━━━━━ Text ━━━━━
Health Care Field Eyeing Apple iPad

The Apple iPad already has the medical community intrigued, says a new study, which reports that nearly 20 percent of surveyed clinicians expressed interest in the iPad, while 9 percent plan to scoop one up asap.

The Apple iPad, which is scheduled to ship in the March timeframe, will more than pique the interests of enterprise users, say industry observers. And according to a Feb. 4 report from Epocrates, which offers a medical application in the Apple App Store, the medical community is one vertical market with an eye already on the new offering.

In a survey conducted days after the Jan. 27 introduction of the iPad, Epocrates reported that nearly 20 percent of the clinicians surveyed expressed plans to purchase an iPad.

Additionally, the survey reports that 9 percent responded that they plan to buy an iPad as soon as the device becomes available, while another 13 percent plan to buy one within the year.

Another 38 percent said they're interested, but would need more information in order to solidify a purchasing decision.

"By optimizing our software for the iPad, we are capitalizing on the larger screen real estate and interactivity provided by this sophisticated device," said Rose Crane, Epocrates CEO, in a statement. "We are committed to providing the most productive experience at the point of care, keeping physicians informed and focused on the patient rather than searching for answers. We are continuing to explore the advanced capabilities of the iPad and ways it can help Epocrates address the evolving health-care technology needs."
━━━━━ Extracted data ━━━━━
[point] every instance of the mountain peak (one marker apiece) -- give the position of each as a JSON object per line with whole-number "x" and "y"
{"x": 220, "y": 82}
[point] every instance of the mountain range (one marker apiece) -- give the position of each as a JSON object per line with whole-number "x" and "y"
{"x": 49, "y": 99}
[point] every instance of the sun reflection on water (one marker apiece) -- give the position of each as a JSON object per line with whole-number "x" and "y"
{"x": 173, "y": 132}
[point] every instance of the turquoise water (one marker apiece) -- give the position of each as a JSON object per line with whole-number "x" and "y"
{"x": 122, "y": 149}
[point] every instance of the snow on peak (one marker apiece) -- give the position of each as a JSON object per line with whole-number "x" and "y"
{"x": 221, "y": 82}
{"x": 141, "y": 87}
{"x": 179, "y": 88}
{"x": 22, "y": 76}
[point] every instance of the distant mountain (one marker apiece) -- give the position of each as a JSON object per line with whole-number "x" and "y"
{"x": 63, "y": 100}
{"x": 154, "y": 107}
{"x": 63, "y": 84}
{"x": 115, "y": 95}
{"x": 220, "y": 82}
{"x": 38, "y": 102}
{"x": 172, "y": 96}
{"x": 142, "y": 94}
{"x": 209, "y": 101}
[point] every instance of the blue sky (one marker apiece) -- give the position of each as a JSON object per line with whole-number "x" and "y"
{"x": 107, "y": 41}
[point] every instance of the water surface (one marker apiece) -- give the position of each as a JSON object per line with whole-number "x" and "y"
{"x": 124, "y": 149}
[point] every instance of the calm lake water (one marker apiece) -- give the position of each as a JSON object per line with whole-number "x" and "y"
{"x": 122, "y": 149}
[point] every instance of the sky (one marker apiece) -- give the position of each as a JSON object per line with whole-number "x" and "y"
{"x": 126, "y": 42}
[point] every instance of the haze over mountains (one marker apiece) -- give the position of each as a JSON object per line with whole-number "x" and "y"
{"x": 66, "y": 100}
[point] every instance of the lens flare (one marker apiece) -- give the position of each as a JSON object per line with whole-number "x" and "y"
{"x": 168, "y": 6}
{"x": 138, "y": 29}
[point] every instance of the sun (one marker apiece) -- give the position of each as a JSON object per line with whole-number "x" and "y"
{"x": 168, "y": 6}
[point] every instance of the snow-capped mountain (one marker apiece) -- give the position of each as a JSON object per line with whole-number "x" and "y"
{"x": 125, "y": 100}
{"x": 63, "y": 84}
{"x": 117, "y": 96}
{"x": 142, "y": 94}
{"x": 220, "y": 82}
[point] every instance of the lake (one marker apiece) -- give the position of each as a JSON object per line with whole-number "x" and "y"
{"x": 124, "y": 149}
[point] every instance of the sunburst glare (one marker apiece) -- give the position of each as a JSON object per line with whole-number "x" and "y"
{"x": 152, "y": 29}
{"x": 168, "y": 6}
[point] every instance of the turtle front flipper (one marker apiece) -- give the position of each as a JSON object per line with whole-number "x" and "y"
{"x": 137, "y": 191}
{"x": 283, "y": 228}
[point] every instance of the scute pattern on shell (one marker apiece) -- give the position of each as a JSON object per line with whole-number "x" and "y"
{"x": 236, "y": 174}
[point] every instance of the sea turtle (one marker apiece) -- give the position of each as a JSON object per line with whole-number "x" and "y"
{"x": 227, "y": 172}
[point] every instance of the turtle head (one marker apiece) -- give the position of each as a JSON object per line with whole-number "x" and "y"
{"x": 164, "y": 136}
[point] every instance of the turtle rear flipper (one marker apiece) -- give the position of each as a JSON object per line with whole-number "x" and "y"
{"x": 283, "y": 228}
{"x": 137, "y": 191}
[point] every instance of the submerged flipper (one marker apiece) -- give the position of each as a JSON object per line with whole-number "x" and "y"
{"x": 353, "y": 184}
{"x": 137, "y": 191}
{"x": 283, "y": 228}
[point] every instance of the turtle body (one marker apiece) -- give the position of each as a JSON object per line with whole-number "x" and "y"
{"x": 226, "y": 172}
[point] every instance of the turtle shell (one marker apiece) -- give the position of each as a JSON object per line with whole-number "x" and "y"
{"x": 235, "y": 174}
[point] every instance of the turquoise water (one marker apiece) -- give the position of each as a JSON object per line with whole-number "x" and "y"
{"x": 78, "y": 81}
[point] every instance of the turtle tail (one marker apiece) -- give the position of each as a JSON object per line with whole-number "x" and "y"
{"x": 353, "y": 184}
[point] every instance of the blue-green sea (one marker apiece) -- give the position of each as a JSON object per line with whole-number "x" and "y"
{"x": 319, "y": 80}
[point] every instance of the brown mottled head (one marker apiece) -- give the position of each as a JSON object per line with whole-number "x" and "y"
━━━━━
- _Work task_
In the text about the Apple iPad and health care, what percent of surveyed clinicians plan to buy an iPad within the year?

- _Solution to this problem_
13 percent